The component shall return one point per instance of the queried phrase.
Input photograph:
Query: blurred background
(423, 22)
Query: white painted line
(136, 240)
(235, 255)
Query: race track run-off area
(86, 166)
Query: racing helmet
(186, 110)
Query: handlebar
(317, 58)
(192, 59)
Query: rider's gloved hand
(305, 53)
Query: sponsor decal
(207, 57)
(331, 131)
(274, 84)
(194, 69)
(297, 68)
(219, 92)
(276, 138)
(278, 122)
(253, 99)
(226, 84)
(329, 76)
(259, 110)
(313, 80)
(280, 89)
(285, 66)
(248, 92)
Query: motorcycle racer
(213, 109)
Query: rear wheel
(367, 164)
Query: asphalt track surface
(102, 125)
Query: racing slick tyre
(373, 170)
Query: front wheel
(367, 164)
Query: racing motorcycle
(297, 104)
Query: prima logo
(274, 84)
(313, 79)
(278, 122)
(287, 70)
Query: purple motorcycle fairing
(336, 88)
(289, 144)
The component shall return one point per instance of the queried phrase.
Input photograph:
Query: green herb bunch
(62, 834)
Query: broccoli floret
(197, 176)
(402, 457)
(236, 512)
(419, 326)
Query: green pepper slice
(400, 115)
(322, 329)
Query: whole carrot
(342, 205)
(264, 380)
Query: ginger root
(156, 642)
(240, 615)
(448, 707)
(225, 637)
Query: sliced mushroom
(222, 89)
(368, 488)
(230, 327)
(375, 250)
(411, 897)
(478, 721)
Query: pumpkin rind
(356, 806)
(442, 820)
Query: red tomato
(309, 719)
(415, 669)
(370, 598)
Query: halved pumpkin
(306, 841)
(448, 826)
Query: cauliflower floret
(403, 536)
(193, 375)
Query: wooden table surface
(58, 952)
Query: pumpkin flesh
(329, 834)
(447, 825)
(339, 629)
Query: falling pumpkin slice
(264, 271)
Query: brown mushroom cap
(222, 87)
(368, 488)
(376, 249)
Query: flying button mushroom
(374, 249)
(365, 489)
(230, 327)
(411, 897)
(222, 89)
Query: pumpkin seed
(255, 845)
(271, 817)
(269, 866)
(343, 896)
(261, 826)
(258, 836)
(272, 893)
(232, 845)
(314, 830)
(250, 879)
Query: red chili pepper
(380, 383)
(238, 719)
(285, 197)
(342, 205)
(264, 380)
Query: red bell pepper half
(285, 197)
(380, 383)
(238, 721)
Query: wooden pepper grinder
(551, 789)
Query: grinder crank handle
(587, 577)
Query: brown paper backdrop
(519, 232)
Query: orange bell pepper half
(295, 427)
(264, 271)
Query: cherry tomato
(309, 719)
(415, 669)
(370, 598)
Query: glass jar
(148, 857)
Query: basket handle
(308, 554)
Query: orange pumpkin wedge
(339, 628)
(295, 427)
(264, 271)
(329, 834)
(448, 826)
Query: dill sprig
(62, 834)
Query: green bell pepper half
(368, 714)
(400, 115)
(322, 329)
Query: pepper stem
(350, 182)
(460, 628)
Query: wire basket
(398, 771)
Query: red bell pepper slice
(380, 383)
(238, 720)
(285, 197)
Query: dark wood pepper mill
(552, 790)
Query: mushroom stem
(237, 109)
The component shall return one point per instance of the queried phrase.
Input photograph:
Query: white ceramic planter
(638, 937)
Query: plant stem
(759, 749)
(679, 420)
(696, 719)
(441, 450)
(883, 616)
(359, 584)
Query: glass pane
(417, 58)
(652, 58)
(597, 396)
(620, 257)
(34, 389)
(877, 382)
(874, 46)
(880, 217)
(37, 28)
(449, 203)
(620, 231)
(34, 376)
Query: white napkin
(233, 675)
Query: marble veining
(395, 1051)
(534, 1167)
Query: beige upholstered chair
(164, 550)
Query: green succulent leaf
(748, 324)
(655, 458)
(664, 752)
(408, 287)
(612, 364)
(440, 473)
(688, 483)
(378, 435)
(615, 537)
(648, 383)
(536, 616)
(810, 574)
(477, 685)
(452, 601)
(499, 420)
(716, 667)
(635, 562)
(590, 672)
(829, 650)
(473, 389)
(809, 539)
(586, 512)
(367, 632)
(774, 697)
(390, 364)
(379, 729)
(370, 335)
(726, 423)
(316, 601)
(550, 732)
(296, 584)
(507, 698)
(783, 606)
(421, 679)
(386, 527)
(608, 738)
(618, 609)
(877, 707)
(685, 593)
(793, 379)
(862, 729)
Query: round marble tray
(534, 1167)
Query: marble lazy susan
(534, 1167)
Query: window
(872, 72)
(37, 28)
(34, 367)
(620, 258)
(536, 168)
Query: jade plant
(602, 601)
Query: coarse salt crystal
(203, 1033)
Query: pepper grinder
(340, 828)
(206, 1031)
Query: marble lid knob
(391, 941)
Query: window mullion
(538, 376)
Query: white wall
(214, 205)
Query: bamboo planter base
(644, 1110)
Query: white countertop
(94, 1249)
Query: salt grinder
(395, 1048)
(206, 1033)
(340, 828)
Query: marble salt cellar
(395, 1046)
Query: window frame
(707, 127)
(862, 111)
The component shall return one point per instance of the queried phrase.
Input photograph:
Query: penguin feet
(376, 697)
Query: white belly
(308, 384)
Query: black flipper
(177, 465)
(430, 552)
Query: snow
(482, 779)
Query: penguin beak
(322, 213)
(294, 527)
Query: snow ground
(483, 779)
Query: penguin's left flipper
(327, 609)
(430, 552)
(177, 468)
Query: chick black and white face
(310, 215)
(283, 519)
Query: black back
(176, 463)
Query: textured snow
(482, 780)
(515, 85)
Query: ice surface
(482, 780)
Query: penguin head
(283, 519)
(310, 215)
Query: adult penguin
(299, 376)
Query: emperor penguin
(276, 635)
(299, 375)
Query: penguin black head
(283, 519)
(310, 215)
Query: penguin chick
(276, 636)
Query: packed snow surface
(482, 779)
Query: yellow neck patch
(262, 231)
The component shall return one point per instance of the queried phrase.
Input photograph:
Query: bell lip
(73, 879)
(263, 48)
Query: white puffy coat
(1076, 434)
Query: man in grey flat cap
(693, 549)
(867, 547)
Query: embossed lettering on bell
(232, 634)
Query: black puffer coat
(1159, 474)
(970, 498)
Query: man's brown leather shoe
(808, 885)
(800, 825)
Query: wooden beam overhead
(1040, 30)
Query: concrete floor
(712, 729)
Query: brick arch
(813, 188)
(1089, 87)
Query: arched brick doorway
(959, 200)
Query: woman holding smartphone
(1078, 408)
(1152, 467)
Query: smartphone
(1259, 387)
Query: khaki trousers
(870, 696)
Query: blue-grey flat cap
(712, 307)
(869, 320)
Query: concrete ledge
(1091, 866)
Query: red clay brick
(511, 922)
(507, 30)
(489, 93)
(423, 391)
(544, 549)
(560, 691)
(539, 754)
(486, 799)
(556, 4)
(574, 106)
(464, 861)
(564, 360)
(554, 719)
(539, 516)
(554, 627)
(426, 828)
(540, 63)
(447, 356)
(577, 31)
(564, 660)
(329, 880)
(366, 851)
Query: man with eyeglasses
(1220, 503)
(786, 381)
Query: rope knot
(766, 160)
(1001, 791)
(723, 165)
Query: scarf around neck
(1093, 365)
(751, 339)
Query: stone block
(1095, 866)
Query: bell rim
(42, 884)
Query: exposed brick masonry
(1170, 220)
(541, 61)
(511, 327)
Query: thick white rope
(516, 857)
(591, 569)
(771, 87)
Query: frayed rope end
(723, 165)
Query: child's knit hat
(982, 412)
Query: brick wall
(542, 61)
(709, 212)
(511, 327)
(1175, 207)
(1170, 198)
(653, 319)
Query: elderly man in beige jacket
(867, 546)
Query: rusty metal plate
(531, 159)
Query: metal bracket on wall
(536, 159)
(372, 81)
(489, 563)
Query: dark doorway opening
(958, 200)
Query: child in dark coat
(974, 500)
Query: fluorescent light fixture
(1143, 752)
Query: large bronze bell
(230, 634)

Problem requirements: Transcribe word for word the lines from the one holding "Query: man with eyeglasses" to the last line of the listing above, inclusive.

Task result:
Query: man with eyeglasses
(1220, 503)
(786, 381)
Query: rope knot
(766, 160)
(1001, 791)
(723, 165)
Query: scarf around neck
(1093, 365)
(751, 339)
Query: stone block
(1095, 866)
Query: bell rim
(42, 884)
Query: exposed brick masonry
(1170, 220)
(541, 61)
(511, 327)
Query: thick white rope
(516, 857)
(591, 569)
(771, 87)
Query: frayed rope end
(723, 165)
Query: child's knit hat
(982, 412)
Query: brick wall
(542, 61)
(709, 212)
(511, 327)
(1175, 207)
(1170, 198)
(653, 319)
Query: elderly man in beige jacket
(867, 546)
Query: rusty metal plate
(531, 159)
Query: metal bracket on wall
(536, 159)
(372, 81)
(489, 563)
Query: dark doorway opening
(958, 200)
Query: child in dark coat
(974, 500)
Query: fluorescent light fixture
(1143, 752)
Query: large bronze bell
(230, 634)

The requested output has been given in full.